---------- Records for this exercise ----------

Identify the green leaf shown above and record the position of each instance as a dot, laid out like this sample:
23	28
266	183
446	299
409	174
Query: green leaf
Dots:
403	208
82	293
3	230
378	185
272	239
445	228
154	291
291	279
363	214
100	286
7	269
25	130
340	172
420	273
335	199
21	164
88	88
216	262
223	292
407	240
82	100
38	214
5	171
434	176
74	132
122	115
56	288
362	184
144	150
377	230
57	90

----------

Task item — Exact copies of all the entries above are required.

Solution to this problem —
Identify the green leaf shown above and record the position of each instance as a dot, laid out like this sample:
23	28
266	183
446	299
409	174
Query: green leaf
Dots:
403	208
82	293
3	230
378	185
272	239
445	228
154	291
291	279
363	214
100	286
7	269
25	130
340	172
420	273
335	199
21	164
88	88
216	262
223	292
407	240
82	100
38	214
5	171
434	176
74	132
122	115
56	288
362	184
144	150
377	230
57	90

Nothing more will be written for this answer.